» **Required task**:
Extract the lines of the recorded data word for word, starting with the line that contains "For every instance of the light" and going on through the end of the recorded data. Leave the pictures out of your answer.

[Recorded data]

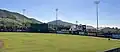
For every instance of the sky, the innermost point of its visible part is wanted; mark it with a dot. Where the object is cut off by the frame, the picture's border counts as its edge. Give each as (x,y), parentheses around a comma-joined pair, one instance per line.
(83,11)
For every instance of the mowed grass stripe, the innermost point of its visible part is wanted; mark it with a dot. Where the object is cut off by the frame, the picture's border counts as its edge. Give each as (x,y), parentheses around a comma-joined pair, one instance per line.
(47,42)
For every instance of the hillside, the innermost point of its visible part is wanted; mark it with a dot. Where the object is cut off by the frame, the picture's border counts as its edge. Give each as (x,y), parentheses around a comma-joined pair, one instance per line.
(8,18)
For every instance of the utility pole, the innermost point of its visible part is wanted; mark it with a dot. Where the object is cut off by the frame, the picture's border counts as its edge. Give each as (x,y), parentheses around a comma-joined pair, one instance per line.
(97,3)
(23,10)
(56,19)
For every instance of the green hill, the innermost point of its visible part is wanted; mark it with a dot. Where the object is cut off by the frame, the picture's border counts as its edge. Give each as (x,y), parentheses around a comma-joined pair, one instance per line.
(8,19)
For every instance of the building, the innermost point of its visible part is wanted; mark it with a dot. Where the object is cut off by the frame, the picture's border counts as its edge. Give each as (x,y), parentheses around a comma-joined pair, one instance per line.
(78,29)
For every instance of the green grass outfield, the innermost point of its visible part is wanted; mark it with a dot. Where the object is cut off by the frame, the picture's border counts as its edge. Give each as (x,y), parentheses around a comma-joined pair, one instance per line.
(40,42)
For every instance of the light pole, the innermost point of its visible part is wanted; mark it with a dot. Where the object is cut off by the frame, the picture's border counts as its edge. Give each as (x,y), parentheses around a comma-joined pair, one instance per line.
(97,3)
(56,19)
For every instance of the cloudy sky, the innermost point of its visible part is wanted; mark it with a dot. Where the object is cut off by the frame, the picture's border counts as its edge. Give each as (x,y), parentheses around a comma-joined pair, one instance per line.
(69,10)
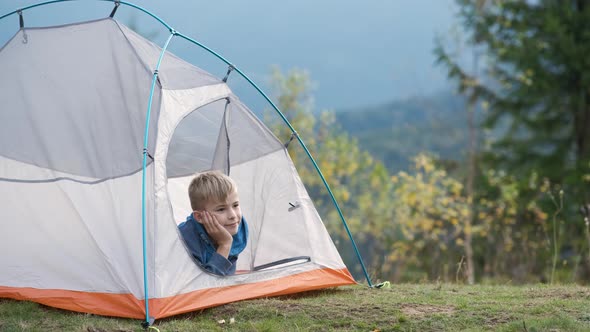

» **Final result**:
For every instance of the light pole, the innermost point of its visible part is wanted; mark it with a dot. Where the object is cut off by the frame, the picture's border counts as its edge. Give each as (x,y), parentheses around a comma-joined pair, one instance per line.
(97,3)
(56,19)
For every instance of the cloudy sky, the innermost point of its visible part is wanted; mark it with a dot. Where the object is cut off by the frame, the picture's border counts as its edge. Give each as (x,y), parentheses around a comma-joined pair, one instance per line.
(69,10)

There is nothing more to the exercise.